_Requirement_
An exact reproduction of the data below is expected, free of images.

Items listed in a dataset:
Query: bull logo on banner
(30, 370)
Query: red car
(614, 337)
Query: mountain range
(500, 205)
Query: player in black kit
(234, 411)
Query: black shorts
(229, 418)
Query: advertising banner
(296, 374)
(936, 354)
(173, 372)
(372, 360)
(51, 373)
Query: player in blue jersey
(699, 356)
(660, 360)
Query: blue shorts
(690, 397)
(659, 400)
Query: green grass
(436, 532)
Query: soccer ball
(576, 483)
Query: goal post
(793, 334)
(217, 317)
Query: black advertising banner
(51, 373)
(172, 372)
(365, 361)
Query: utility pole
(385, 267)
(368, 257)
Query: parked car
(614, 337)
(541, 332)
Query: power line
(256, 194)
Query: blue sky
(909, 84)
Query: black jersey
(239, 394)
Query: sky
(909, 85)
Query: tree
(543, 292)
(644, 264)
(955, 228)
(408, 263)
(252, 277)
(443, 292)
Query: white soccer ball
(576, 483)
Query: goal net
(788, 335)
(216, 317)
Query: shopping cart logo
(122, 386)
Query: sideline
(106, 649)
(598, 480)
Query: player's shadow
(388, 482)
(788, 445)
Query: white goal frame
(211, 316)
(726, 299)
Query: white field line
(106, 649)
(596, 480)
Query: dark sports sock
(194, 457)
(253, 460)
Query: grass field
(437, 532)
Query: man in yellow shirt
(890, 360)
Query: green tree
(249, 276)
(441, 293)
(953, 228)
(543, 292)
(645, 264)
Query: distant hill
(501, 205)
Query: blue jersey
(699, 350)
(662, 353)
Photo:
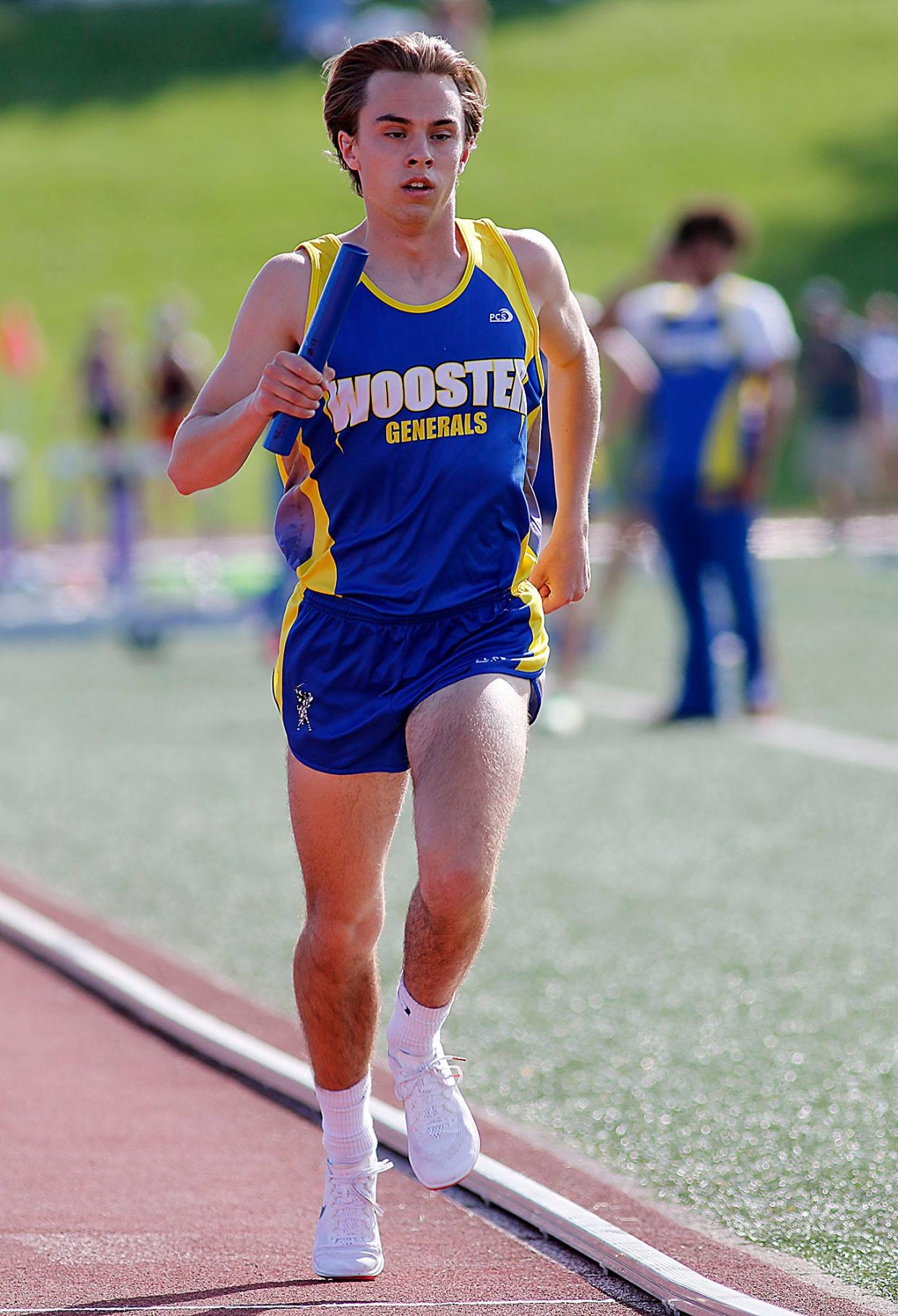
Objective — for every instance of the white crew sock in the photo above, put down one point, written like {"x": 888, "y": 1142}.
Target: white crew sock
{"x": 414, "y": 1030}
{"x": 346, "y": 1126}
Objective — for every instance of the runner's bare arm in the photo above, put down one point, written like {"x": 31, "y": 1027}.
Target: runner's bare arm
{"x": 258, "y": 375}
{"x": 563, "y": 571}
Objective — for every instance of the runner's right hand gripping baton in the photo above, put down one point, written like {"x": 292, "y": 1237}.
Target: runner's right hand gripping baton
{"x": 320, "y": 336}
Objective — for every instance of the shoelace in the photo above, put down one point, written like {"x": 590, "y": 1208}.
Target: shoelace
{"x": 346, "y": 1194}
{"x": 414, "y": 1088}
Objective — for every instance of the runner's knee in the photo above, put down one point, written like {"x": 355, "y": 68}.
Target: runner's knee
{"x": 343, "y": 935}
{"x": 453, "y": 884}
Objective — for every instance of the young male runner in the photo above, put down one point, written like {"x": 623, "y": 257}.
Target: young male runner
{"x": 415, "y": 637}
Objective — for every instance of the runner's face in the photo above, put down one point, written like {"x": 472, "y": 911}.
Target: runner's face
{"x": 410, "y": 146}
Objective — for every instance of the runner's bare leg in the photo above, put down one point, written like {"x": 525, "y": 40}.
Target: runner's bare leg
{"x": 343, "y": 828}
{"x": 466, "y": 746}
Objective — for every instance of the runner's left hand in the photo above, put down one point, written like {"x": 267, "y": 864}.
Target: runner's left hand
{"x": 563, "y": 569}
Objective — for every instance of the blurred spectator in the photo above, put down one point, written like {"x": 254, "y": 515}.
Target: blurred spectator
{"x": 628, "y": 377}
{"x": 316, "y": 29}
{"x": 179, "y": 362}
{"x": 463, "y": 22}
{"x": 830, "y": 385}
{"x": 106, "y": 390}
{"x": 878, "y": 358}
{"x": 723, "y": 346}
{"x": 22, "y": 354}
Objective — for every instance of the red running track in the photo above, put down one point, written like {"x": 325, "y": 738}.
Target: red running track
{"x": 141, "y": 1176}
{"x": 136, "y": 1176}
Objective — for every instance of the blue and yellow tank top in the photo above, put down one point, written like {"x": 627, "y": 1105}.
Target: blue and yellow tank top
{"x": 411, "y": 489}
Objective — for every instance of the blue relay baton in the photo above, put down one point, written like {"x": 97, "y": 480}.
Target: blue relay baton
{"x": 320, "y": 336}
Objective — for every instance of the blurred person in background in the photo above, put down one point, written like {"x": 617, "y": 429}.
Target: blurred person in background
{"x": 463, "y": 22}
{"x": 837, "y": 452}
{"x": 178, "y": 365}
{"x": 878, "y": 359}
{"x": 178, "y": 362}
{"x": 106, "y": 385}
{"x": 628, "y": 380}
{"x": 723, "y": 346}
{"x": 108, "y": 395}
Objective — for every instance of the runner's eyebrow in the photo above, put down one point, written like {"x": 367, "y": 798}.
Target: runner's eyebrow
{"x": 401, "y": 119}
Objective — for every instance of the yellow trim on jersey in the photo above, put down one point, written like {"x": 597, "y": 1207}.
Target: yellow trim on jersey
{"x": 319, "y": 571}
{"x": 432, "y": 306}
{"x": 722, "y": 463}
{"x": 288, "y": 618}
{"x": 529, "y": 594}
{"x": 497, "y": 260}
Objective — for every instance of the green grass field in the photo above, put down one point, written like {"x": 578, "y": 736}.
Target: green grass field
{"x": 170, "y": 145}
{"x": 690, "y": 973}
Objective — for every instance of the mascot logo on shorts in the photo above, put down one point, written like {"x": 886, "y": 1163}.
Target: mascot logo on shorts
{"x": 303, "y": 704}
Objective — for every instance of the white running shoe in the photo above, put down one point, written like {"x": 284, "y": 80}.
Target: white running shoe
{"x": 346, "y": 1239}
{"x": 442, "y": 1139}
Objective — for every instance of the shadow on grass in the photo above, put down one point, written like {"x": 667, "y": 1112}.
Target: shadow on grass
{"x": 861, "y": 250}
{"x": 61, "y": 58}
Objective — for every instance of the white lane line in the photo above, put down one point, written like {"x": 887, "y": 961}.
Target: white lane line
{"x": 684, "y": 1290}
{"x": 631, "y": 706}
{"x": 317, "y": 1306}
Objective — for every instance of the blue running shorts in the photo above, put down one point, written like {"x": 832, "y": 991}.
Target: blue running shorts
{"x": 352, "y": 675}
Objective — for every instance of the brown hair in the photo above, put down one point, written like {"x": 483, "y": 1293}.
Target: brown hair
{"x": 407, "y": 53}
{"x": 721, "y": 221}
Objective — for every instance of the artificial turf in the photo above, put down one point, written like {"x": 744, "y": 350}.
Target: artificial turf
{"x": 690, "y": 970}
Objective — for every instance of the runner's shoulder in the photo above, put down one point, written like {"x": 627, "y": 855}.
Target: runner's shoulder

_Answer to this problem_
Query: bull logo on banner
(30, 370)
Query: red car
(614, 337)
Query: mountain range
(500, 205)
Query: player in black kit
(234, 411)
Query: black shorts
(229, 418)
Query: advertising banner
(296, 374)
(936, 354)
(173, 372)
(372, 360)
(51, 373)
Query: player in blue jersey
(699, 356)
(660, 360)
Query: blue shorts
(690, 397)
(659, 400)
Query: green grass
(436, 532)
Query: soccer ball
(576, 483)
Query: goal post
(793, 334)
(217, 317)
Query: black advertising banner
(51, 373)
(172, 372)
(365, 361)
Query: utility pole
(385, 267)
(368, 257)
Query: parked car
(614, 337)
(541, 332)
Query: power line
(256, 194)
Query: blue sky
(909, 84)
Query: black jersey
(239, 394)
Query: sky
(909, 85)
Query: tree
(543, 292)
(644, 264)
(955, 228)
(408, 263)
(252, 277)
(443, 292)
Query: white soccer ball
(576, 483)
Query: goal net
(788, 335)
(216, 317)
Query: shopping cart logo
(122, 386)
Query: sideline
(106, 649)
(598, 480)
Query: player's shadow
(388, 482)
(788, 445)
Query: white goal frame
(211, 316)
(726, 299)
Query: white field line
(106, 649)
(596, 480)
Query: dark sports sock
(194, 457)
(253, 460)
Query: grass field
(437, 532)
Query: man in yellow shirt
(890, 360)
Query: green tree
(249, 276)
(441, 293)
(953, 228)
(543, 292)
(645, 264)
Query: distant hill
(501, 205)
Query: blue jersey
(699, 350)
(662, 353)
Photo:
Objective — for every instance of the white crew sock in the photo above, put down one point, written like {"x": 888, "y": 1142}.
Target: white crew sock
{"x": 414, "y": 1030}
{"x": 346, "y": 1126}
Objective — for every instance of the runner's bare arm in the photo above, put down one point, written like {"x": 31, "y": 1027}.
Target: runner's bare arm
{"x": 258, "y": 375}
{"x": 563, "y": 571}
Objective — for every instance of the runner's right hand gripping baton in the photo above, put down one point, written like {"x": 292, "y": 1237}.
Target: runner's right hand gripping baton
{"x": 320, "y": 336}
Objective — for every instance of the shoelace in the photo above, put down one point, written like {"x": 590, "y": 1208}.
Target: shoelace
{"x": 346, "y": 1194}
{"x": 414, "y": 1088}
Objective — for every instance of the runner's knee in the photo above, put down one point, written like {"x": 355, "y": 68}.
Target: runner's knee
{"x": 343, "y": 935}
{"x": 453, "y": 884}
Objective — for every instance of the young male runner in the photo above, put down one point, written like {"x": 623, "y": 257}.
Target: young male runner
{"x": 415, "y": 637}
Objective — for every instance of the runner's face in the photo above, put down one point, written like {"x": 472, "y": 911}.
Target: runner's face
{"x": 410, "y": 146}
Objective — for every instance of the runner's bare leg in the photo above, put down one point, written like {"x": 525, "y": 40}.
Target: runner's bare leg
{"x": 343, "y": 828}
{"x": 466, "y": 746}
Objective — for every instance of the runner's left hand in the photo above, put down one point, written like {"x": 267, "y": 864}.
Target: runner's left hand
{"x": 563, "y": 569}
Objective — for every instance of the blurred spectator in the photo above, put down one point, written like {"x": 254, "y": 515}.
Target: blurred spectator
{"x": 628, "y": 377}
{"x": 316, "y": 29}
{"x": 179, "y": 362}
{"x": 463, "y": 22}
{"x": 830, "y": 385}
{"x": 106, "y": 390}
{"x": 878, "y": 358}
{"x": 723, "y": 346}
{"x": 22, "y": 354}
Objective — for every instance of the red running track in the photo above, put down one point, written like {"x": 325, "y": 738}.
Target: red running track
{"x": 141, "y": 1176}
{"x": 136, "y": 1176}
Objective — for every instance of the blue and yellow tank top in the photo above, put down one point, written like {"x": 627, "y": 1105}.
Target: blue and yellow tank top
{"x": 411, "y": 489}
Objective — for every instance of the blue relay baton in the photo above, put down one point, written like {"x": 97, "y": 480}.
Target: blue relay baton
{"x": 320, "y": 336}
Objective — for every instance of the blurred person in background in the photo above, put down one point, written like {"x": 617, "y": 429}.
Target: blurred person in background
{"x": 463, "y": 22}
{"x": 837, "y": 452}
{"x": 178, "y": 365}
{"x": 878, "y": 359}
{"x": 178, "y": 362}
{"x": 106, "y": 385}
{"x": 628, "y": 380}
{"x": 723, "y": 346}
{"x": 108, "y": 395}
Objective — for every instance of the runner's eyebrow in the photo above, put down one point, written like {"x": 367, "y": 798}.
Target: runner's eyebrow
{"x": 401, "y": 119}
Objective — for every instance of the yellow trim on jersey in the photo above, put down one point, written like {"x": 597, "y": 1207}.
Target: yellow trim on jersey
{"x": 319, "y": 571}
{"x": 432, "y": 306}
{"x": 722, "y": 463}
{"x": 288, "y": 618}
{"x": 529, "y": 594}
{"x": 497, "y": 260}
Objective — for every instance of the green grass field in the photo above, put down one point, written like {"x": 578, "y": 736}.
Target: green grass field
{"x": 170, "y": 145}
{"x": 690, "y": 973}
Objective — for every instance of the mascot logo on shorts in the photo above, put down one point, written like {"x": 886, "y": 1163}.
Target: mascot logo on shorts
{"x": 303, "y": 704}
Objective — for every instance of the white running shoe in the photo above, put down one point, written like {"x": 284, "y": 80}.
Target: white running shoe
{"x": 346, "y": 1239}
{"x": 442, "y": 1139}
Objective — for every instance of the shadow on grass in the photo above, put down one point, written like {"x": 667, "y": 1112}.
Target: shadow on grass
{"x": 861, "y": 250}
{"x": 61, "y": 58}
Objective — for every instance of the white lane line in the photo above, put down one point, written like {"x": 887, "y": 961}.
Target: white lane line
{"x": 684, "y": 1290}
{"x": 631, "y": 706}
{"x": 317, "y": 1306}
Objective — for every instance of the blue running shorts in the photo above, put down one point, written like {"x": 832, "y": 991}.
Target: blue running shorts
{"x": 352, "y": 675}
Objective — for every instance of the brown hair in the photo above, put down one point, written like {"x": 483, "y": 1293}.
Target: brown hair
{"x": 407, "y": 53}
{"x": 721, "y": 221}
Objective — for every instance of the artificial turf in the photo above, put down one point, written like {"x": 744, "y": 350}.
Target: artificial turf
{"x": 690, "y": 970}
Objective — for every instance of the runner's shoulder in the photo above, put down one point, written like {"x": 627, "y": 855}.
Target: runner's shoulder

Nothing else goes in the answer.